Passage:

━━━━━━━━━━━━━━━━

THE want which has been long felt at the Chancery Bar of a work on Evidence illustrating the Practice in Equity, will be a sufficient apology for this attempt to remedy the inconvenience. The existing Treatises have been written by Barristers practising in the Courts of Common Law, and although points of Equity are sometimes incidentally discussed, yet an intimate knowledge of that subject is wanting, and thence, of necessity, the discussions are far from satisfactory. And, although the Reports in Equity abound with cases relating to the rules of evidence, yet those cases are rarely cited either to qualify, or to impugn, or to corroborate, the decisions of a Judge at Common Law. While, therefore, the lucid dissertations of Mr. Phillipps demand our praise, and the laborious compilation and philosophic views of Mr. Starkie compel our admiration, they still leave the field open for a practical treatise referring all its rules to the administration of Equity.

In examining the Cases to which his subject has led him, the Author has been often surprised at the neglect, and even the tone of disparagement, used towards the decisions of those great Judges whose slightest words he had habitually received with respect and deference. He has long felt convinced that a convenient arrangement of the opinions which they pronounced, and a plain exposition of the ability with which Lord Hardwicke, Lord Thurlow, or Lord Eldon, adapted the Rules of Law to the exigences of a Suit in Equity, would soon accustom Equity Barristers to bear in mind that they have a system of evidence of their own, and to refer to those great names, rather than look abroad for the rules of the Common Law Courts.

━━━━━━━━━━━━━━━━

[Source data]
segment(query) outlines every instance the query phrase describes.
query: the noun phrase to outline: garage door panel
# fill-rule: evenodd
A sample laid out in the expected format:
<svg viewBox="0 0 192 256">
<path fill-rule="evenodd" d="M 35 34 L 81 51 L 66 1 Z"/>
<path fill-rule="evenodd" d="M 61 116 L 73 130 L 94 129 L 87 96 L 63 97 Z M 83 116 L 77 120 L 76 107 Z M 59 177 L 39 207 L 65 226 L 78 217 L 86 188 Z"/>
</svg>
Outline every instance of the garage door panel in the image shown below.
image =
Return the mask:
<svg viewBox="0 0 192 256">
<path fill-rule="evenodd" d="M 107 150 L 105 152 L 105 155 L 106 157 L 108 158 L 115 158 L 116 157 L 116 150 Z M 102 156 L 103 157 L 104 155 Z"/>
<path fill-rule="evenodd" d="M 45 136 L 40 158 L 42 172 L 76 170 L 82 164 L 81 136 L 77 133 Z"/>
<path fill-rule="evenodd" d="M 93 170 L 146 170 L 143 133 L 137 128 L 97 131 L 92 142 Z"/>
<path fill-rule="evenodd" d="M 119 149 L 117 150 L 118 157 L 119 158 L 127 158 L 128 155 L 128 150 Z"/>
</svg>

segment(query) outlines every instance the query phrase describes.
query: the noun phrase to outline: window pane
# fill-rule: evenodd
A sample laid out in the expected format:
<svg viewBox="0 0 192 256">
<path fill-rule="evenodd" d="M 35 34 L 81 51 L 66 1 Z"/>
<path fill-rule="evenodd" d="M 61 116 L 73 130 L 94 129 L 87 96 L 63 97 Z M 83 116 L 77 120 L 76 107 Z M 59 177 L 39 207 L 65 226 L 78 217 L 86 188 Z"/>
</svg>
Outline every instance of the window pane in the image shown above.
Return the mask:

━━━━━━━━━━━━━━━━

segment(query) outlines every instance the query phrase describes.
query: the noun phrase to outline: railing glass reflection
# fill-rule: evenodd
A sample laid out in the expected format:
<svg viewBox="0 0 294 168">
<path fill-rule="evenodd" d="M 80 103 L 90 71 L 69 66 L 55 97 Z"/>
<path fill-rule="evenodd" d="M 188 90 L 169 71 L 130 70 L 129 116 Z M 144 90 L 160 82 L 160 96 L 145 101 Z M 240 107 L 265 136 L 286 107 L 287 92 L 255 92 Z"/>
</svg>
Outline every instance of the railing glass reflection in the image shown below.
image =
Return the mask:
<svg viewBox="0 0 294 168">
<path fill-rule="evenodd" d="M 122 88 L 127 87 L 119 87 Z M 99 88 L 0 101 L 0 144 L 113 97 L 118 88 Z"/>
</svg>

━━━━━━━━━━━━━━━━

What the task requires:
In the passage on evidence in Equity practice, who does it say wrote the existing treatises on evidence?

Written response:
Barristers practising in the Courts of Common Law.